EXERCISE INSTRUCTIONS
Can you reproduce the Faslane protest account word for word from "I didn't really" to "to my cell."?

----- DOCUMENT SECTION

Rise Up Singing: Raising our Voices Against Nuclear Weapons
To hear myself saying this was a great relief, as I had deliberately not prepared a statement to make when the charges "breach of the peace" were brought against me at Faslane Nuclear Base. I was relieved that what came out was both logical and correct.
We had been singing through ceaseless rain for many hours, with good humor, and with deep concern, assisted by our old friends the midges. Songsheets disintegrated in our hands, and we kept singing. This continued all day with different choirs and song leaders teaching us new songs, and munching through some old favorites, such as "War Machine," that are sadly still relevant today. It was one of those days when you just have to give in to being drenched, and enjoy it all the better for it.
As a group, we moved into the road singing "Freedom come all ye" and continued to sing as some of us sat down. As a unified whole, we turned our backs on the beautiful countryside that holds our weapons of genocide, faced the gates of Faslane, and kept singing. We reinforced for ourselves that we will use our personal resources not for destruction, but for constructive means, by creating living, working music together as a community. We sang for ourselves and each other, and we sang for the police, the military, and the wider community, that they may hear our message and feel both the pain and hope that we express.
Those standing in the road moved away to the relative 'safety' of the pavement, and those of us sitting in the road remained. And still we sang.
I didn't really notice being arrested on a very conscious level. We were singing "Bin the Bomb," and I looked past the gates, and was very aware of being one of many voices, of being part of a choir. I met the eyes of my arresting officers as I was carried away, singing with all of my force. One by one my friends joined me in the police van, and we continued to sing. We sang our way to Clydebank and spoke freely with the police whom we encountered as one by one we were processed. Having convinced them that the lentils in my pocket were neither a sinister plot nor a tasty snack, but in fact a broken shaker, I was taken to my cell.

----------
----- RECORDS SHOWN

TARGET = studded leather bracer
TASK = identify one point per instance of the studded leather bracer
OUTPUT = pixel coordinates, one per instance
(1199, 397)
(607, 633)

----------

WRITTEN ANSWER
I didn't really notice being arrested on a very conscious level. We were singing "Bin the Bomb," and I looked past the gates, and was very aware of being one of many voices, of being part of a choir. I met the eyes of my arresting officers as I was carried away, singing with all of my force. One by one my friends joined me in the police van, and we continued to sing. We sang our way to Clydebank and spoke freely with the police whom we encountered as one by one we were processed. Having convinced them that the lentils in my pocket were neither a sinister plot nor a tasty snack, but in fact a broken shaker, I was taken to my cell.